Yapılacak iş:
Aşağıdaki kayıtlarda "roof" sözcüğünü içeren her satırı çıkarır mısın? Büyük ve küçük harf ayrımı dikkate alınmalı.

Mevcut veriler:
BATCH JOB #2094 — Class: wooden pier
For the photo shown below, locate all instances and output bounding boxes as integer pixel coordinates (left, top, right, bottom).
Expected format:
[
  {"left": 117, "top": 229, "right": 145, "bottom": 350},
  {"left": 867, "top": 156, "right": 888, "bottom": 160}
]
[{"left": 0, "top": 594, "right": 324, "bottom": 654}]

--

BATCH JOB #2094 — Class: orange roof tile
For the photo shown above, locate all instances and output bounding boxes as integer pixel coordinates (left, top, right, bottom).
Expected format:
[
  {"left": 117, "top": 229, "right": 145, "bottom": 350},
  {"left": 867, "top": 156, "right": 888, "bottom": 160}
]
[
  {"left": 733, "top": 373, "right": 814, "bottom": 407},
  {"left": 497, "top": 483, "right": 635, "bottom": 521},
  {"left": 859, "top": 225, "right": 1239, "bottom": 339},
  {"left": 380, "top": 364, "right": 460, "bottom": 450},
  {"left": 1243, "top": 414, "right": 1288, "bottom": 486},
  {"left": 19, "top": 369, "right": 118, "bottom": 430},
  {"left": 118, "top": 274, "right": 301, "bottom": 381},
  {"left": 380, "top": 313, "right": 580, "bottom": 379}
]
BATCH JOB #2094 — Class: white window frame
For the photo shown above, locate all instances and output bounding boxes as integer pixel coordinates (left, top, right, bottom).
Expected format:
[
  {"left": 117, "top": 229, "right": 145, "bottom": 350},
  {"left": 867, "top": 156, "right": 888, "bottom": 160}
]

--

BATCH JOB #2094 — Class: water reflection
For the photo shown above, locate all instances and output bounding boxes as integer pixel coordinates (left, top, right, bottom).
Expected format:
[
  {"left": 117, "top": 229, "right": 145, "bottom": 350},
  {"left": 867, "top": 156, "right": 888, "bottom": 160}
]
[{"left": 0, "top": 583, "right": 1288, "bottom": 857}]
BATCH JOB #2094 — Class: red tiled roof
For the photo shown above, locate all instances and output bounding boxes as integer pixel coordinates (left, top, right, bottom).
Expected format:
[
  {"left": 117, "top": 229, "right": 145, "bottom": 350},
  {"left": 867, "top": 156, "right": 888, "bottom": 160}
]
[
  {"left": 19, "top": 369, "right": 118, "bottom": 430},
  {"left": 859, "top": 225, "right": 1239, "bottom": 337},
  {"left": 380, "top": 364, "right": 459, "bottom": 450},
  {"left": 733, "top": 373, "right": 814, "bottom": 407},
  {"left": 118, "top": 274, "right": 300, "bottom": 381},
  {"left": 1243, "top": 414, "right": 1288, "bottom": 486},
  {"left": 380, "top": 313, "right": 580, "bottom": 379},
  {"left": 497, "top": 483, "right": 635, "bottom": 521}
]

Yanıt olarak:
BATCH JOB #2094 — Class: orange roof tile
BATCH JOB #2094 — Class: red tiled roof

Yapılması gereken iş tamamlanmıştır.